Report every line in the entries below that contains the word "parked", matching case exactly.

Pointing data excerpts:
..............................

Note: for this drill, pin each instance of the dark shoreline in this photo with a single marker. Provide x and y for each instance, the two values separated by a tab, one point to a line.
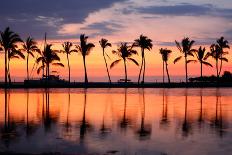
22	85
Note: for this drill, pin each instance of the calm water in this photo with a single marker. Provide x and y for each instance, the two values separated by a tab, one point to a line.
120	121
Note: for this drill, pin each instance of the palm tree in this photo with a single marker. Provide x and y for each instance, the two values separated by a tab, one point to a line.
104	44
144	43
8	41
30	46
48	57
223	44
165	56
202	56
13	54
84	48
67	49
124	52
215	53
186	49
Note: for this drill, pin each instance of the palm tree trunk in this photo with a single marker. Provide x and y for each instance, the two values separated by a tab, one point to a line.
6	70
186	69
27	66
106	65
220	68
169	81
163	71
86	76
68	69
144	68
141	65
125	70
201	69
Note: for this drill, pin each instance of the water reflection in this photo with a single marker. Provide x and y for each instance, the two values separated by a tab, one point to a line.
145	129
87	121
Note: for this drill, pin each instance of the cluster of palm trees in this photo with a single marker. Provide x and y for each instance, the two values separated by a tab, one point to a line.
10	42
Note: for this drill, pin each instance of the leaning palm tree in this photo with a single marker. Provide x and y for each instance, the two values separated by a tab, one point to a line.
186	49
30	46
48	57
124	52
165	56
144	43
104	44
202	56
8	41
215	53
223	44
84	48
67	49
13	54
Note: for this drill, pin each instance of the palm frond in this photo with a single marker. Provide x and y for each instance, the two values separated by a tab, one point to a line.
177	59
115	63
134	61
207	63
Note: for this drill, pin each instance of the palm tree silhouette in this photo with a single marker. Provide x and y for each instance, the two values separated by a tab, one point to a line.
104	44
144	43
223	44
48	57
30	46
202	56
84	48
124	52
216	53
67	49
165	56
13	54
186	49
8	41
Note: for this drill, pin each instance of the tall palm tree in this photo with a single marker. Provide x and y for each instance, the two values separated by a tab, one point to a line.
67	49
124	52
30	46
48	57
202	56
84	48
13	54
215	53
8	41
165	56
223	44
186	49
104	44
144	43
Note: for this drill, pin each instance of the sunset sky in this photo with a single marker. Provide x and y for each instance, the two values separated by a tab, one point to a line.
164	21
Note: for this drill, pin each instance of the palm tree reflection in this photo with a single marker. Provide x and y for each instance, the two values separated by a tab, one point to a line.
218	123
84	124
30	125
8	132
164	122
67	124
186	126
201	118
104	130
48	119
125	122
145	130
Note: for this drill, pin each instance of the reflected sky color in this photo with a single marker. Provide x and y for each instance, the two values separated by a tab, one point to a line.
149	121
164	21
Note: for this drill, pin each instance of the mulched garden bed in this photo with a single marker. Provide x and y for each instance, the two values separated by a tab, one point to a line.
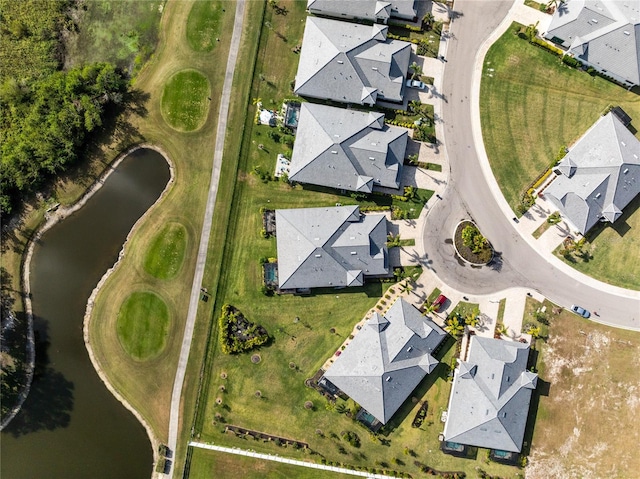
242	432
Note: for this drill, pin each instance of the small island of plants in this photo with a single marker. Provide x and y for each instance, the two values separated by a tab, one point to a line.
237	333
470	245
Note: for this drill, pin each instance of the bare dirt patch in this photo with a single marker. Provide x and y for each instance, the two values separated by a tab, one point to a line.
585	427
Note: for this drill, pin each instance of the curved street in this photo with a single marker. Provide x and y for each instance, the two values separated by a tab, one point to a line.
473	192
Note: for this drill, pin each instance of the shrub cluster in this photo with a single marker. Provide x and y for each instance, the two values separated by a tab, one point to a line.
237	333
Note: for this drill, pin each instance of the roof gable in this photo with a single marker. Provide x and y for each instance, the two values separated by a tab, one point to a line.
307	253
351	63
347	149
606	34
490	397
386	360
601	171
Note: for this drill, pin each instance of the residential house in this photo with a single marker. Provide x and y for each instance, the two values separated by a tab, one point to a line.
490	397
603	34
599	176
351	63
374	10
387	359
330	247
347	149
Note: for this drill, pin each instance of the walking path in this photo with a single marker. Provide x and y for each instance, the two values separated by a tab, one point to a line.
523	14
284	460
206	228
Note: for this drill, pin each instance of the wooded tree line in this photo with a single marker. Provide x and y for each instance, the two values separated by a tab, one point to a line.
44	125
45	113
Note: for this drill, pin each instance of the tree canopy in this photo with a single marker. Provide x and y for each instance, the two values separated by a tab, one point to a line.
43	126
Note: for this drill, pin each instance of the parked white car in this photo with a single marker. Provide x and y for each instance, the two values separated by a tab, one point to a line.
416	84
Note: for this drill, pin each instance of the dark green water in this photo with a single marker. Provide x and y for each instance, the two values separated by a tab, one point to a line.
70	425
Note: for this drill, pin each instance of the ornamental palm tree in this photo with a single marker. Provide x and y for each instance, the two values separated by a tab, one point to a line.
454	327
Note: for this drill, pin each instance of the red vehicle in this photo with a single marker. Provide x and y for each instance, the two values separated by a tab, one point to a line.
440	300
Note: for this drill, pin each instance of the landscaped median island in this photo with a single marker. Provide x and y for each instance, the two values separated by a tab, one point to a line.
470	245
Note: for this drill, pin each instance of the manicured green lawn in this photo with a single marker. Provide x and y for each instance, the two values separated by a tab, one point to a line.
219	465
614	250
166	253
532	104
143	325
185	100
204	24
326	317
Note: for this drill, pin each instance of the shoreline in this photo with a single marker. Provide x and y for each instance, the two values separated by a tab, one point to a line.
54	218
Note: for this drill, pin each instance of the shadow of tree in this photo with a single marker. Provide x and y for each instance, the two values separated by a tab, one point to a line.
50	399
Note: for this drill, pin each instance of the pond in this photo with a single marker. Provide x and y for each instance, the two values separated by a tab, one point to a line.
70	425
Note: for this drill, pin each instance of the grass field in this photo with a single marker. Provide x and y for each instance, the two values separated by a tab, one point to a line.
165	255
143	325
185	100
230	466
591	390
532	105
123	32
298	348
147	386
204	23
550	105
614	250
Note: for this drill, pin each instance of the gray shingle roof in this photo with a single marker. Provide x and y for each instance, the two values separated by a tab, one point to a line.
490	398
347	149
606	34
351	63
600	174
365	9
387	359
330	247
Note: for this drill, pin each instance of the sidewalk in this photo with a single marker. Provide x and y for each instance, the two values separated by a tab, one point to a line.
516	13
294	462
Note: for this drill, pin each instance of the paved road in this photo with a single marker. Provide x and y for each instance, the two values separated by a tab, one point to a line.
276	458
472	193
206	227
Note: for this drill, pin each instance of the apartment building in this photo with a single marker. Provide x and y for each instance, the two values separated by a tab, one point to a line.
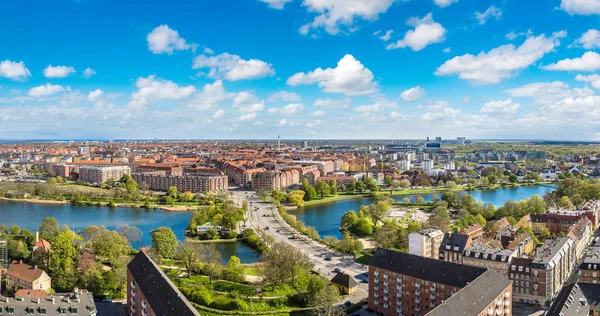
20	275
452	247
538	280
405	284
425	243
94	174
192	183
151	292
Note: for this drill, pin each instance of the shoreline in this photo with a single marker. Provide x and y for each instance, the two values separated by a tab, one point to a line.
165	208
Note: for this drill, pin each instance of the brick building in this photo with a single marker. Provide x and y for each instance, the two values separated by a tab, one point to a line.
404	284
151	292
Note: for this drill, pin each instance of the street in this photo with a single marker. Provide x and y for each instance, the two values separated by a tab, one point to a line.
261	215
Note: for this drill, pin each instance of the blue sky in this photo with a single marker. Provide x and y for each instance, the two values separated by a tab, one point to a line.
300	68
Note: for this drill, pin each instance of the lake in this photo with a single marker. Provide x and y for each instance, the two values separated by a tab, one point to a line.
78	217
326	217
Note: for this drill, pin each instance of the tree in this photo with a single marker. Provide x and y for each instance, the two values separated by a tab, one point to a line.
109	246
49	229
234	271
322	188
211	258
188	253
131	233
405	184
164	242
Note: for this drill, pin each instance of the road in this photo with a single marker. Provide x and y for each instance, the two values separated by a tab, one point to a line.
262	215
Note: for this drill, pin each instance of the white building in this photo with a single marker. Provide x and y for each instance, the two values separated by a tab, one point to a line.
427	164
425	243
404	165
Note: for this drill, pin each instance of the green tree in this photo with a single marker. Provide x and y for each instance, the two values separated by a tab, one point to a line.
164	242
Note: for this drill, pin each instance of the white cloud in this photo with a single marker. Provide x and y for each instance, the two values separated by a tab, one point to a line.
369	108
589	39
499	63
546	93
163	39
444	3
440	114
248	117
233	67
318	113
581	7
283	96
425	32
14	70
210	97
88	73
58	71
219	114
490	12
333	104
590	61
412	94
290	109
276	4
335	15
385	37
501	107
45	90
154	89
350	77
593	79
95	95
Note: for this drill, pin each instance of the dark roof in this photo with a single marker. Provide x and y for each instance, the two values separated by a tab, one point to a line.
475	297
345	280
438	271
575	299
455	240
162	295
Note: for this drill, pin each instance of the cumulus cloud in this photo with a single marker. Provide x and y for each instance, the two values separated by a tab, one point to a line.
45	90
210	96
58	71
444	3
163	40
14	70
412	94
88	73
276	4
580	7
501	107
219	114
350	77
283	96
248	117
336	15
593	79
425	32
233	67
589	39
386	36
490	12
590	61
333	104
500	63
95	95
154	89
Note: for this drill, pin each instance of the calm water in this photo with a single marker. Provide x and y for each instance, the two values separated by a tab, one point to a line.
30	215
326	217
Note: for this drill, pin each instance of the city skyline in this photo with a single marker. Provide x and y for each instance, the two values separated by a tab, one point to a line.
303	69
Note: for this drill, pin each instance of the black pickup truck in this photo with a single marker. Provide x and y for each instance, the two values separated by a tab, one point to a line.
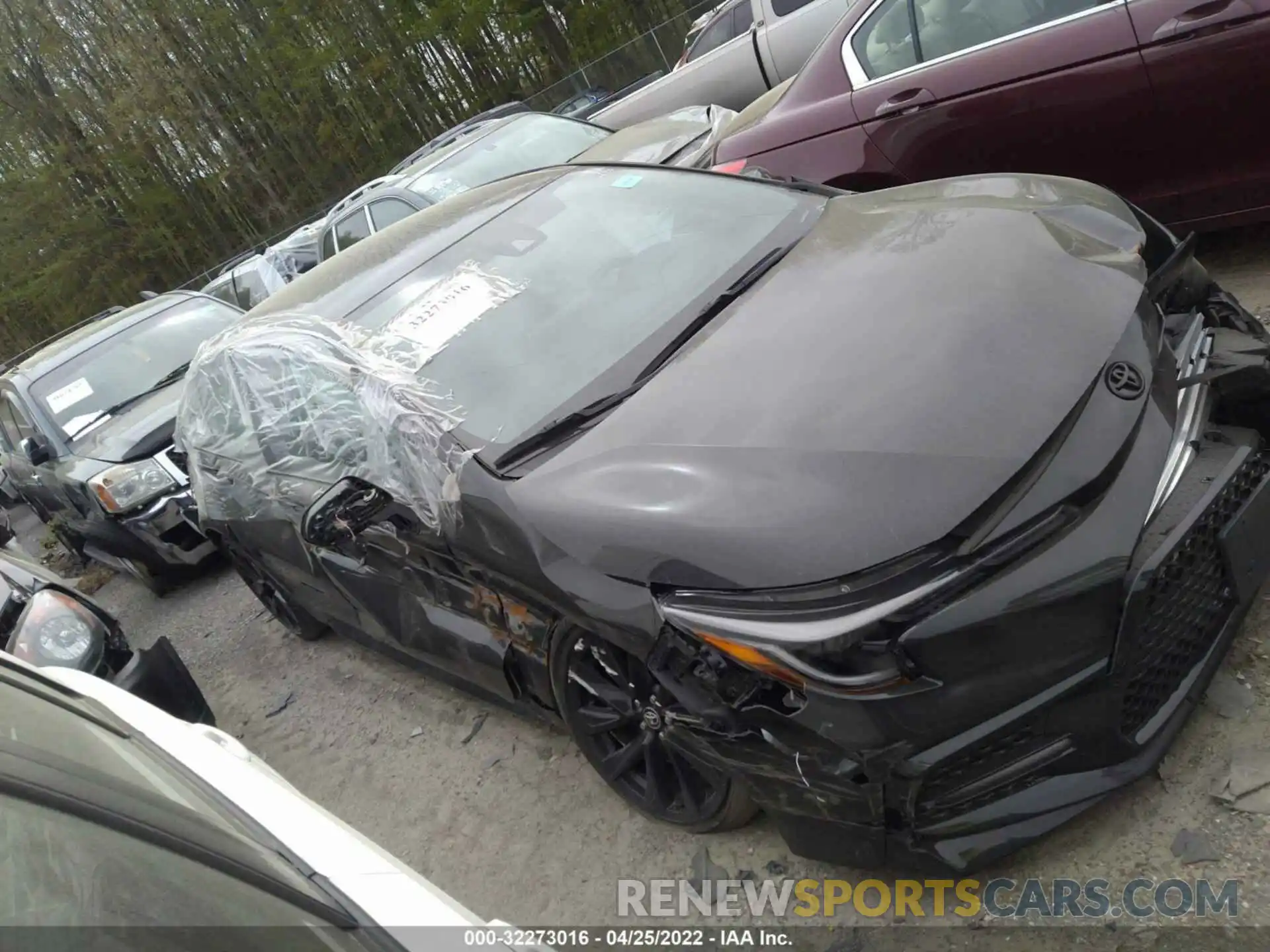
87	423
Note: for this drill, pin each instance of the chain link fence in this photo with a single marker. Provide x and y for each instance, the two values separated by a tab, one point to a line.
651	54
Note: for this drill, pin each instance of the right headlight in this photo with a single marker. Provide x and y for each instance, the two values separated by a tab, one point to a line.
128	485
842	633
56	631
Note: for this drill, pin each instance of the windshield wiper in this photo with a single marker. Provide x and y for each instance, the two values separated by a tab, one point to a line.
173	376
571	422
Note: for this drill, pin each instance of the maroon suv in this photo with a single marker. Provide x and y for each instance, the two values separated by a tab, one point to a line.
1162	100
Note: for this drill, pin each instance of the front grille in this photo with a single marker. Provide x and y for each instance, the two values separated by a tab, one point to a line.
1184	607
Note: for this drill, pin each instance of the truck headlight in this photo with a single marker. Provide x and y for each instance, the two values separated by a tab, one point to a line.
121	488
56	631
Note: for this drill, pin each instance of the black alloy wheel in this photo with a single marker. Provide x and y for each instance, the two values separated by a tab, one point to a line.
624	723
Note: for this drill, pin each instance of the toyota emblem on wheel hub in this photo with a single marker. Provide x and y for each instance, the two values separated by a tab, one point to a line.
1126	381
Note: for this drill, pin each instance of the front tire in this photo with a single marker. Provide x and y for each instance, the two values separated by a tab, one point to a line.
622	721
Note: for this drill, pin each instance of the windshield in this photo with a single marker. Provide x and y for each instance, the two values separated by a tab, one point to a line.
75	394
599	268
526	143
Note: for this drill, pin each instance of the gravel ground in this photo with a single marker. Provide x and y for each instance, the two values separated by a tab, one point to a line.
517	825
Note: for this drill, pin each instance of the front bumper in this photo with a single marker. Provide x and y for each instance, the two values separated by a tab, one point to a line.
157	674
851	781
169	530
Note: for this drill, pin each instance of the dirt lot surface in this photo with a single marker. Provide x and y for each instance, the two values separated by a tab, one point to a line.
516	824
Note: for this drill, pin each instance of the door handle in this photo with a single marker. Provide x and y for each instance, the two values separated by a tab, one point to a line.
907	102
1202	17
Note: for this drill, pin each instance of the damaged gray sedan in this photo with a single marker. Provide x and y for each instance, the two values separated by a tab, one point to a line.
919	520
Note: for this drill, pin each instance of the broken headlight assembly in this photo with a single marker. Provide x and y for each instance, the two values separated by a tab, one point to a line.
56	631
842	634
128	485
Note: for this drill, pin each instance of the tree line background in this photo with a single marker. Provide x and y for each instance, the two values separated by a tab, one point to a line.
143	141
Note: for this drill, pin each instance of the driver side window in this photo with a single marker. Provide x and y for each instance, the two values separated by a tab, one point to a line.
15	422
886	44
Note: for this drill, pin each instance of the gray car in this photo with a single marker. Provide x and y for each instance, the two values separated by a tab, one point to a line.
87	428
515	145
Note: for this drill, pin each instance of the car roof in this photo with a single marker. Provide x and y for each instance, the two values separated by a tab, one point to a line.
60	349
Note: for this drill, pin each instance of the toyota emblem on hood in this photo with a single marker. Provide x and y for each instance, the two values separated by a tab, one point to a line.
1124	380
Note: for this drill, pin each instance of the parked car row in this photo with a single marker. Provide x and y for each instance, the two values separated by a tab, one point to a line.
506	146
601	440
1133	95
122	805
919	518
87	426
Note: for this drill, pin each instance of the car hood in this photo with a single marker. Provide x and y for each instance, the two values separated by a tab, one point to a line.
389	891
140	430
868	395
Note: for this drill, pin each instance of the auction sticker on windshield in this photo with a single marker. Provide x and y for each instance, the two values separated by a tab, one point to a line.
69	395
447	307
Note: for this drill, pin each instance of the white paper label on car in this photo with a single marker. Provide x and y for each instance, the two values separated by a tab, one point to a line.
69	395
446	309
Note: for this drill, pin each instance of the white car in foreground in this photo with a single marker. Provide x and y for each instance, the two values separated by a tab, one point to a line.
116	814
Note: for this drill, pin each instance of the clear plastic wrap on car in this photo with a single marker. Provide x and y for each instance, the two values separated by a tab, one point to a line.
281	407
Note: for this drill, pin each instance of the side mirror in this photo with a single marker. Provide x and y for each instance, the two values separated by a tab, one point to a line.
342	512
36	450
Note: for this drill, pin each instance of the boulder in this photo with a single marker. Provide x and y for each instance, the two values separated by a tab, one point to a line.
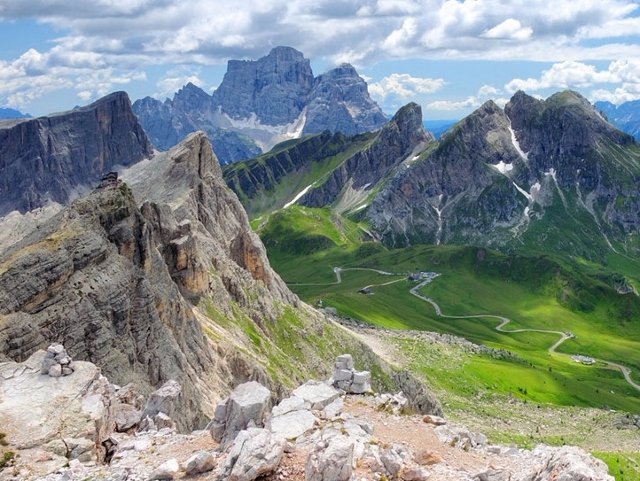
36	410
163	400
334	409
199	463
126	417
292	424
567	463
167	470
248	403
255	452
318	394
292	403
332	461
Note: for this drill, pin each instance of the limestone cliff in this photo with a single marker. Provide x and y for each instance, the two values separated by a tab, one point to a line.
162	278
50	158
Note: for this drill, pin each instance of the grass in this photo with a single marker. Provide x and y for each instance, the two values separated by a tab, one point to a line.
623	466
540	292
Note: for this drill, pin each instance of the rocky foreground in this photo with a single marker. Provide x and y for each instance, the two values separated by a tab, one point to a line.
78	426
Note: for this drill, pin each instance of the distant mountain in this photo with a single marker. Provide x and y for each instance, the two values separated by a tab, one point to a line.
438	127
328	169
625	116
548	175
262	102
52	158
6	113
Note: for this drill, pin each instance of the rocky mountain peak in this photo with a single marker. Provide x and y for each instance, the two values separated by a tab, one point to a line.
50	159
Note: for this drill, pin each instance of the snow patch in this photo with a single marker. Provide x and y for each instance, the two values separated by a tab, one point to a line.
503	167
298	196
523	192
516	145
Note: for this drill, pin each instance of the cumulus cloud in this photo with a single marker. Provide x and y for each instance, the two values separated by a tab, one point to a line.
126	36
623	75
484	93
404	86
509	29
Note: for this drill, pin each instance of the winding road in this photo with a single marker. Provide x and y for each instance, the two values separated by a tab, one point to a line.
626	372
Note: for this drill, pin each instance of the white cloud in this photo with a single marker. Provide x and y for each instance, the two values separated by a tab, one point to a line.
124	37
404	86
509	29
484	93
174	81
623	75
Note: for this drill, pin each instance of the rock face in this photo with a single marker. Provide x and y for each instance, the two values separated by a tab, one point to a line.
49	159
356	177
67	417
625	116
168	122
264	101
119	284
248	405
344	171
501	177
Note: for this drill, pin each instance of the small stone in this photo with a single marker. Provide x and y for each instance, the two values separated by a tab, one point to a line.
166	470
199	463
55	349
427	458
435	420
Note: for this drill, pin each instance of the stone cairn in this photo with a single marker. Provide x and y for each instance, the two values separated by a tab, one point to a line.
57	362
345	377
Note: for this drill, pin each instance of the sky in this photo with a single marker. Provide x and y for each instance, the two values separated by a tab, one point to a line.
450	56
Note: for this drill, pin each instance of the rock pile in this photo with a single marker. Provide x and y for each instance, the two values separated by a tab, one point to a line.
57	362
345	377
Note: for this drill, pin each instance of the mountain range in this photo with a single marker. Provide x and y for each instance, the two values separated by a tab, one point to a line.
262	102
553	172
625	116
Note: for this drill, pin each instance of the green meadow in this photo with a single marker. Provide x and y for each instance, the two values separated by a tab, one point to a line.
534	291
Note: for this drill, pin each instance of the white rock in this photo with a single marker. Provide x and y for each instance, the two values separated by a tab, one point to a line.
255	452
292	403
199	463
167	470
248	403
331	463
292	424
318	394
334	409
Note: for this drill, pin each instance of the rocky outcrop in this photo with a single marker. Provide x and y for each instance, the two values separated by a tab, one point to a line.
168	122
624	116
117	283
340	102
355	178
268	100
51	159
58	418
499	178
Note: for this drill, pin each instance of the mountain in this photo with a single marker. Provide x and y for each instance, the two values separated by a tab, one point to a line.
262	102
625	116
328	169
50	159
541	174
168	122
7	113
162	278
438	127
550	170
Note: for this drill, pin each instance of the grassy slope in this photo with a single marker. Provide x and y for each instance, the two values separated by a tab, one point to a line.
286	188
545	293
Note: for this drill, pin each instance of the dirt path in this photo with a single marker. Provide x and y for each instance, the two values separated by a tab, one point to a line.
626	372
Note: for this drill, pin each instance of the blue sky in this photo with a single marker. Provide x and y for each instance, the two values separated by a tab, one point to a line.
447	55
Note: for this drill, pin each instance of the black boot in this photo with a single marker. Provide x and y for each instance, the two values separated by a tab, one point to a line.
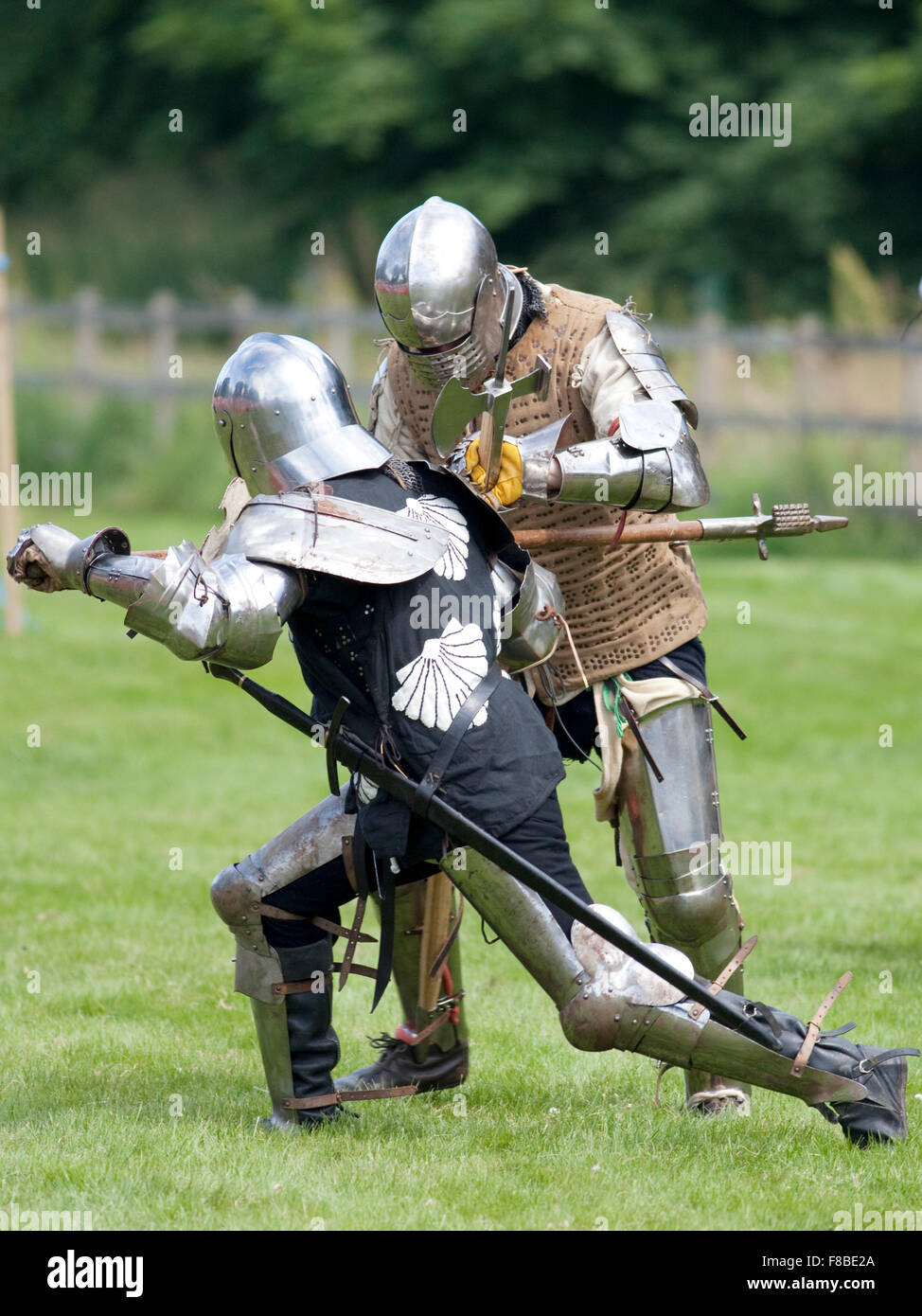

..............................

SOLUTION FOR THIS TASK:
Note: for this drill, pin each instance of the parked white car in this photo with a single marker. Provide x and y for each instance, the two values separated by a tab, one point to a line.
Note: for this drill, pin each instance of the parked car row in this photo with a single marker. Provide x and y for each instance, the two values separated by a tab, one point to a line.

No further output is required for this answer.